■ Source excerpt:
_ _ _
In 1760-1 Lewis’s candidature was bound up with the struggle between Lord Carnarvon, supported by Bute, Lord Oxford, Chase Price and other Radnorshire Tories, against Lord Powis, Howell Gwynne and Thomas Lewis, Newcastle’s old friends. Carnarvon, writing to Newcastle on 10 Dec. 1760, threatened Thomas Lewis with a rich man, unnamed, who would give him much trouble in the borough unless Thomas Lewis supported Carnarvon in the county.1 Even in a further letter of 3 Feb. Edward Lewis still appeared as an impersonal threat. After his candidature had been declared, Carnarvon pressed or discouraged it according to the turn taken by his own negotiations for a compromise. When this was concluded (2 Mar.), Carnarvon claimed that Edward Lewis’s canvass was begun absolutely against his advice, and doubted if he would be able to stop it.2
It was Chase Price who continued the fight against Thomas Lewis, his father’s old enemy. On 15 Sept. 1765 he wrote to the Duke of Portland:3
At the last general election I brought a foreigner, who never had seen the country or been seen by it, into Radnorshire; I picked him up upon the Exchange of London; I polled the borough against Tom Lewis; we succeeded by fifty voices; and my friend is the sitting Member.
Edward Lewis was seated on petition, after having sought Bute’s help.4 Shortly after his return he bought the estate of Downton.
By October 1767 Chase Price, embroiled with Lord Oxford, was trying to attach himself through John Walsh to Lord Clive and to draw him into Radnorshire politics. He wrote on 17 Oct. to Clive about Edward Lewis, who was similarly trying to gain Clive’s favour:5
Mr. Edward Lewis in his private capacity is so very inoffensive, and in his circumstances so desperate that he is not worth a moment’s consideration. As a Member of Parliament, and in his public character, he must be considered as Lord Oxford’s man.
Lewis was until 1782 a most regular follower of every Administration. In 1764 he was given a contract jointly with Anthony Bacon for remitting money to Grenada (which he resigned in November 1765), and in December 1767 was given another contract for remitting money to West Florida.6
In 1764 Lewis had obtained a contract for a packet service to the West Indies.7 Run at a loss during the seven years’ war, it was stopped for reasons of economy. Lewis offered to renew it; the Post Office was reluctant, but by order from the Treasury concluded a contract with him, 4 Jan. 1764, for three boats at a yearly payment of £1,210 each; and this was replaced, 3 Feb. 1766, once more against the advice of the Post Office, by a seven years’ contract for five larger boats at a rent of £1,573 each. Lewis’s profit was at least £1,200 a year, and in 1773, having met with repeated refusals from the joint postmasters general, Lord Le Despenser and H. F. Thynne, to renew it for a further seven years, he turned to Lord North.
_ _ _
[Extracted data entries]
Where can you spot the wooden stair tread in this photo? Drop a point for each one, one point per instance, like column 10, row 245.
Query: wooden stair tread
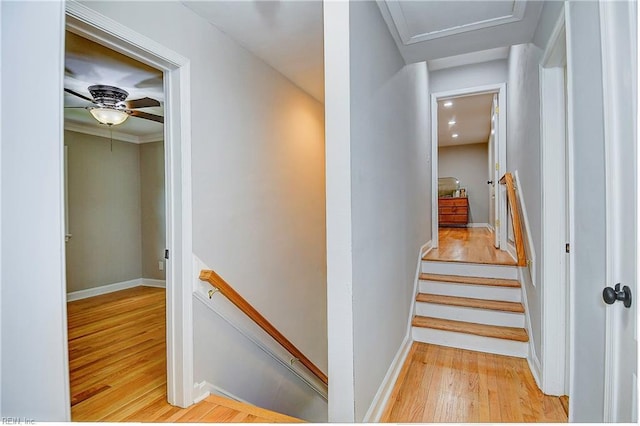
column 494, row 305
column 459, row 279
column 262, row 413
column 498, row 332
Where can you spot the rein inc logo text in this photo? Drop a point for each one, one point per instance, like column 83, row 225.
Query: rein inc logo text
column 17, row 421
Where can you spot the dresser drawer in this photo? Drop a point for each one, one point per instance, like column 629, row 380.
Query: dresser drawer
column 447, row 202
column 453, row 210
column 454, row 218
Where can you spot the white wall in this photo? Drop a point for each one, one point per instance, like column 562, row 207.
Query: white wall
column 493, row 72
column 258, row 177
column 589, row 248
column 34, row 351
column 523, row 155
column 469, row 163
column 388, row 200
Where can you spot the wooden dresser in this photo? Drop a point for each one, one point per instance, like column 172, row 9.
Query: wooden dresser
column 453, row 211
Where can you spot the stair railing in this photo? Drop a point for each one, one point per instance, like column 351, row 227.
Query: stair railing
column 220, row 285
column 516, row 220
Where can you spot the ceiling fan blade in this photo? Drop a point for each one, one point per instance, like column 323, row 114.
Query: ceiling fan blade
column 79, row 95
column 141, row 103
column 146, row 116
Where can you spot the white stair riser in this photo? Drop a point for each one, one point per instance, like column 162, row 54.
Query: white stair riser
column 470, row 342
column 470, row 269
column 478, row 316
column 485, row 292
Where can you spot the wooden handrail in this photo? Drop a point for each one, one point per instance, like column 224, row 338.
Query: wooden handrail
column 507, row 180
column 218, row 282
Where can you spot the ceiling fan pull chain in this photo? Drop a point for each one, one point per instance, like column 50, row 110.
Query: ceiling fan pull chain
column 111, row 135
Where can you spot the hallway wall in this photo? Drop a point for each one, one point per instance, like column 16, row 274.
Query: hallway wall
column 523, row 155
column 33, row 349
column 258, row 195
column 384, row 191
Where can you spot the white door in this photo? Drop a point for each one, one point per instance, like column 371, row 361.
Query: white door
column 602, row 99
column 618, row 22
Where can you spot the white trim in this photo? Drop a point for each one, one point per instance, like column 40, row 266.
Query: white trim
column 203, row 389
column 386, row 387
column 478, row 225
column 426, row 248
column 500, row 147
column 553, row 174
column 511, row 249
column 88, row 23
column 103, row 289
column 152, row 282
column 105, row 133
column 470, row 342
column 399, row 19
column 571, row 144
column 381, row 398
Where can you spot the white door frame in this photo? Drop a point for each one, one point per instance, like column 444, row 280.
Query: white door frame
column 177, row 130
column 501, row 150
column 618, row 28
column 555, row 211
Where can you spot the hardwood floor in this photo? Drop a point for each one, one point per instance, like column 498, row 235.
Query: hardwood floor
column 473, row 245
column 442, row 385
column 117, row 365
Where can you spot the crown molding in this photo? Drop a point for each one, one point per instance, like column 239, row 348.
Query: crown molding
column 400, row 22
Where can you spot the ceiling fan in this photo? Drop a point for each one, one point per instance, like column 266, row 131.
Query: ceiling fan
column 112, row 108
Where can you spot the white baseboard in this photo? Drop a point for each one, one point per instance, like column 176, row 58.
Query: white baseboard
column 381, row 398
column 151, row 282
column 104, row 289
column 478, row 225
column 203, row 389
column 426, row 248
column 110, row 288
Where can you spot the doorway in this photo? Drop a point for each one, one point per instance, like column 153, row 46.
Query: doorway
column 466, row 135
column 115, row 218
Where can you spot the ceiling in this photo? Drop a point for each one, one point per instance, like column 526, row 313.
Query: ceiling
column 288, row 35
column 88, row 63
column 425, row 30
column 472, row 116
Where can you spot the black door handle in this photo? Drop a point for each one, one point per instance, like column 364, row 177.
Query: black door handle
column 610, row 295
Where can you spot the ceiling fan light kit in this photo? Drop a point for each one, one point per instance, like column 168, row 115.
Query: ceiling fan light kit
column 109, row 116
column 113, row 108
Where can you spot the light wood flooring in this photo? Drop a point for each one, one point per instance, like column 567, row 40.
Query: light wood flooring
column 441, row 385
column 117, row 363
column 473, row 245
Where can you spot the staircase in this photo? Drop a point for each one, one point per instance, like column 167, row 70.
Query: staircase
column 471, row 306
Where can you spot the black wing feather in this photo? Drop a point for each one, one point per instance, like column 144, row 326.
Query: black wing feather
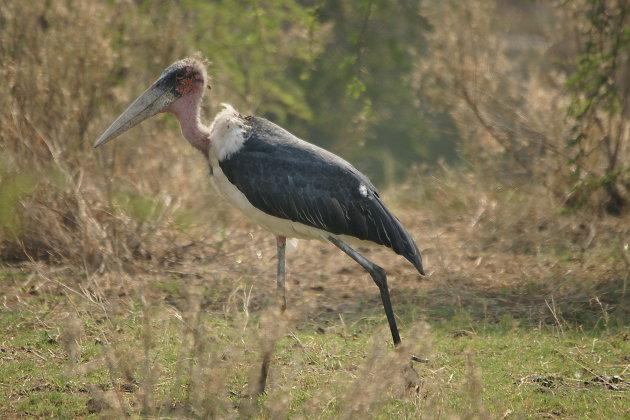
column 289, row 178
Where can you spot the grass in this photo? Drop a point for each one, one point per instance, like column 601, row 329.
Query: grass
column 147, row 353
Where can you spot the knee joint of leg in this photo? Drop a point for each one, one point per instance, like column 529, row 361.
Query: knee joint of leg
column 379, row 276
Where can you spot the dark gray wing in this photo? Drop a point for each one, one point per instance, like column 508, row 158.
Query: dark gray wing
column 286, row 177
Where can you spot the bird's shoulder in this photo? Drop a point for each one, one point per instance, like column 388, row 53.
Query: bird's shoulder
column 271, row 148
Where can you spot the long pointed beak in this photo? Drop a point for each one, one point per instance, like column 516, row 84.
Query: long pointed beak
column 154, row 100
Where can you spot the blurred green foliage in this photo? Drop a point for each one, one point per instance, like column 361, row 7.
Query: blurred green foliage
column 600, row 87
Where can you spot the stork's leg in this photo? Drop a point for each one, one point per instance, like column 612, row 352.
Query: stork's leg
column 281, row 242
column 380, row 278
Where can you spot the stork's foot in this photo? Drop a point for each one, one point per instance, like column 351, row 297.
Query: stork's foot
column 412, row 378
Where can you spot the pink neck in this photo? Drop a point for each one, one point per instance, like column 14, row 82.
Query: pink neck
column 186, row 109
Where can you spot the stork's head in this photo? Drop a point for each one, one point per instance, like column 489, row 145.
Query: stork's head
column 177, row 90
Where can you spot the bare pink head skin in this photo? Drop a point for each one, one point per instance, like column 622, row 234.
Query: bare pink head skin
column 178, row 91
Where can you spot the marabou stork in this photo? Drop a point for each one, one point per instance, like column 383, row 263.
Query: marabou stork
column 288, row 186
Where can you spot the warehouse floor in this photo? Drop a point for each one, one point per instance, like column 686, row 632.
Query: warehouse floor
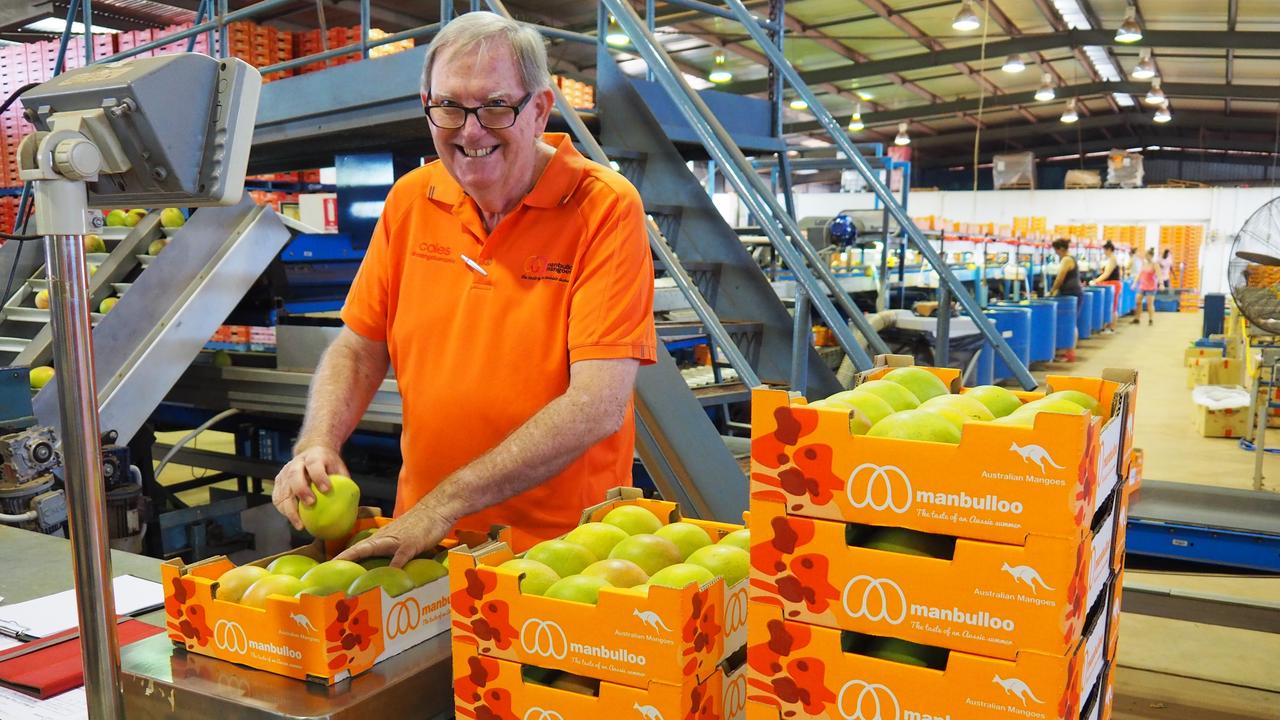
column 1169, row 669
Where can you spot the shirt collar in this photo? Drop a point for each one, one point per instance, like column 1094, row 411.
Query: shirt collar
column 553, row 187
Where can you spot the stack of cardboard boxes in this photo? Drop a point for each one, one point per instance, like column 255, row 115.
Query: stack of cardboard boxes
column 918, row 579
column 644, row 652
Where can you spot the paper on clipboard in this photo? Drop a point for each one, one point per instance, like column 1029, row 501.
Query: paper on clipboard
column 71, row 705
column 53, row 614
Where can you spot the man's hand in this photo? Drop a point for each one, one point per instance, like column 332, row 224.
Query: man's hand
column 403, row 538
column 293, row 483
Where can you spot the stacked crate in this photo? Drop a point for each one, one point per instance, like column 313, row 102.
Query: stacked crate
column 644, row 652
column 1133, row 236
column 896, row 578
column 579, row 94
column 1184, row 241
column 1084, row 232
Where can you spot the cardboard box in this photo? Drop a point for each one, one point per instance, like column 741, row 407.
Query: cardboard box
column 318, row 638
column 1194, row 352
column 1215, row 372
column 1233, row 422
column 1114, row 609
column 631, row 637
column 999, row 483
column 487, row 687
column 800, row 671
column 987, row 598
column 1133, row 470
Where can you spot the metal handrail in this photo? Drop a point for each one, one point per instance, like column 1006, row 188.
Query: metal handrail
column 905, row 223
column 758, row 197
column 657, row 242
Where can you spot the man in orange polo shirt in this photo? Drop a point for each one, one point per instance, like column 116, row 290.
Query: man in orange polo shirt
column 510, row 285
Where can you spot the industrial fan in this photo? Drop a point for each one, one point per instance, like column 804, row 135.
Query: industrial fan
column 1253, row 270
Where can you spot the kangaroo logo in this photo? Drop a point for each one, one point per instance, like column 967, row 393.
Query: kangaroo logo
column 1034, row 454
column 652, row 619
column 1015, row 687
column 885, row 487
column 647, row 711
column 1027, row 574
column 304, row 621
column 860, row 700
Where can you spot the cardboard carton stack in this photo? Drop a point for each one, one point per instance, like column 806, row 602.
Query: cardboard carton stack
column 658, row 651
column 917, row 579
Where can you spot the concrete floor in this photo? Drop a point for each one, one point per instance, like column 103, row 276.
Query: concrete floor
column 1233, row 671
column 1169, row 669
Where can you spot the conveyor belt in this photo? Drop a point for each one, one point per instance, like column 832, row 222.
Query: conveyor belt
column 1206, row 524
column 1207, row 506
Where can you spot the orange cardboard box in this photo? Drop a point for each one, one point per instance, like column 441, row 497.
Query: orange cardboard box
column 803, row 673
column 988, row 598
column 1000, row 483
column 1133, row 470
column 1114, row 607
column 632, row 636
column 487, row 687
column 323, row 639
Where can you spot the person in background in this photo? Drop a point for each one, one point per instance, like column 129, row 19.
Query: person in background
column 1110, row 277
column 1068, row 281
column 1146, row 285
column 1166, row 269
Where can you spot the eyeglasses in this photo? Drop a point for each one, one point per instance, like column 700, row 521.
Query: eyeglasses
column 493, row 117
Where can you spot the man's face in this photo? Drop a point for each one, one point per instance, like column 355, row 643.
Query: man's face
column 481, row 159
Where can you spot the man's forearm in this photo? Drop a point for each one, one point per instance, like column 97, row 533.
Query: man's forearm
column 341, row 390
column 547, row 443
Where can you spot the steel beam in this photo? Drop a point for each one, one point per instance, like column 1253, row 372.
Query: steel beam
column 1082, row 90
column 1072, row 39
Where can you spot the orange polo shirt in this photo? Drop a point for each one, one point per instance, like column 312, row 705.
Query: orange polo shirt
column 570, row 277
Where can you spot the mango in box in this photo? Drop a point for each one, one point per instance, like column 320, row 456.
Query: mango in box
column 1048, row 475
column 798, row 670
column 617, row 620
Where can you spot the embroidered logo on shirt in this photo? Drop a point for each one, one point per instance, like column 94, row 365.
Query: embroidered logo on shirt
column 539, row 268
column 434, row 251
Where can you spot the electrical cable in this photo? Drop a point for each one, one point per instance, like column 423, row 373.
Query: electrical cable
column 188, row 437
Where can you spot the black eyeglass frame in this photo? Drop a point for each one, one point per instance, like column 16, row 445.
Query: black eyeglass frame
column 515, row 113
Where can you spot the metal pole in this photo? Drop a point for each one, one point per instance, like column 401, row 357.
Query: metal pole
column 787, row 238
column 222, row 28
column 86, row 492
column 942, row 355
column 800, row 332
column 841, row 140
column 364, row 30
column 87, row 8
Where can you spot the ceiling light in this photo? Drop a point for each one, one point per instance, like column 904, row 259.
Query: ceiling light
column 720, row 73
column 967, row 19
column 903, row 139
column 855, row 122
column 1129, row 30
column 1155, row 96
column 1146, row 67
column 615, row 36
column 1046, row 90
column 55, row 26
column 1070, row 114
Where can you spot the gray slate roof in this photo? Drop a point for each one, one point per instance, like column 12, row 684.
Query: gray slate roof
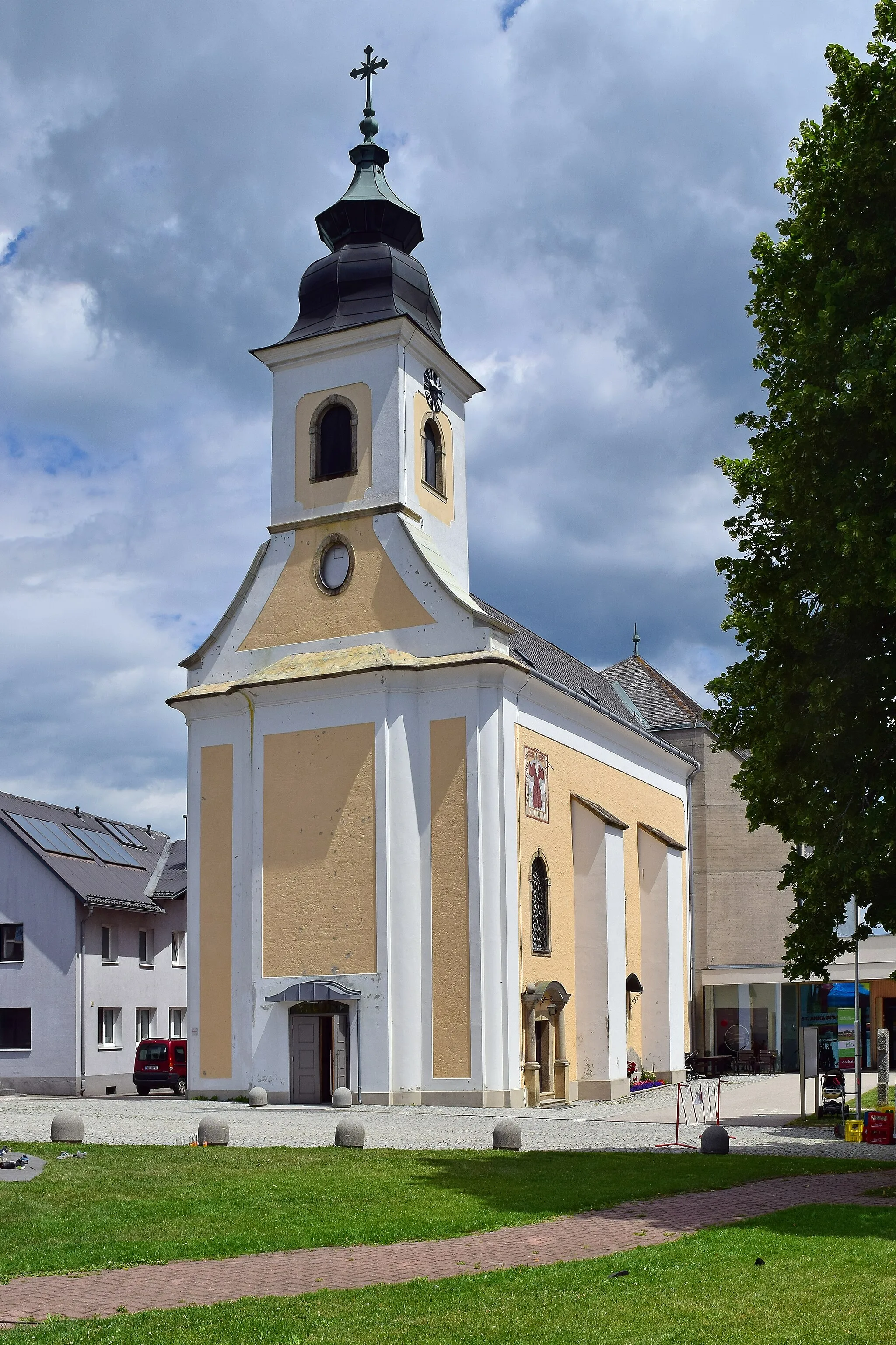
column 173, row 881
column 94, row 881
column 550, row 661
column 662, row 704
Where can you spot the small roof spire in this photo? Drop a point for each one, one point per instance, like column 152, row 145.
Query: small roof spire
column 366, row 70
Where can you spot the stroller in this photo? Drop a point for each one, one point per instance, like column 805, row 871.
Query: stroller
column 833, row 1095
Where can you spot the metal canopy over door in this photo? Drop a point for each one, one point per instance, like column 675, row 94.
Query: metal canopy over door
column 304, row 1057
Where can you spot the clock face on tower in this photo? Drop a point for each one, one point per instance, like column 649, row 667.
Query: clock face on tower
column 432, row 388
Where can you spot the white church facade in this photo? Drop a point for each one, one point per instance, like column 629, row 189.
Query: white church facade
column 431, row 856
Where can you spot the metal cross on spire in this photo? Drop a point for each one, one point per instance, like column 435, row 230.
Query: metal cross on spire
column 368, row 70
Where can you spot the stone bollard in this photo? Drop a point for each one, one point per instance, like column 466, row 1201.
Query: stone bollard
column 213, row 1131
column 66, row 1127
column 883, row 1067
column 506, row 1136
column 350, row 1134
column 715, row 1141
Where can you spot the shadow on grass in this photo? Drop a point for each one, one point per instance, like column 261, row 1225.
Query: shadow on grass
column 550, row 1184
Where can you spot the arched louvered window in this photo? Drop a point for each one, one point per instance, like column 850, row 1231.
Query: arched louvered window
column 334, row 451
column 540, row 884
column 434, row 458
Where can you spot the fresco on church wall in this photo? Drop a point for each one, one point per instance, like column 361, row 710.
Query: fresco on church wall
column 536, row 769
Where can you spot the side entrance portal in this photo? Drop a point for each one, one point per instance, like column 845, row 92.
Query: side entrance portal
column 318, row 1055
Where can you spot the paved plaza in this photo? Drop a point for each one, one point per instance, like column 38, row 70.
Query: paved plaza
_ _ _
■ Exercise set:
a. In the passage on Edward Lewis's parliamentary career, what estate did Lewis buy shortly after his return?
b. Write the next part of the passage on Edward Lewis's parliamentary career, picking up after its final sentence.

■ Set of answers:
a. Downton.

b.
I always imagined that Mr. Lewis would at last apply to Lord North [wrote Thynne to Despenser, 28 Nov. 1773]. It was for that reason I proposed giving him two years more in his contract. I think if we let Lord North know how inconvenient it is to continue any contract, and that we let Mr. Lewis go on till the general election to avoid giving trouble to the minister, he will find a method of putting him off till that time as well as many others that he is daily obliged to pay with excuses.
And this was North’s comment when forwarding Despenser a memorial from Lewis on 29 Jan. 1774:
Mr. Lewis is a very honest, worthy man, and an excellent Member of Parliament. Nobody has more zealously and uniformly supported his Majesty’s Government, from which he receives no advantage whatsoever except the contract which he holds with the Post Office ... I do assure you, that I think the King’s affairs in Parliament may suffer, unless such good and steady friends as Mr. Lewis have from Government all the countenance and favour that justice and the public service will permit.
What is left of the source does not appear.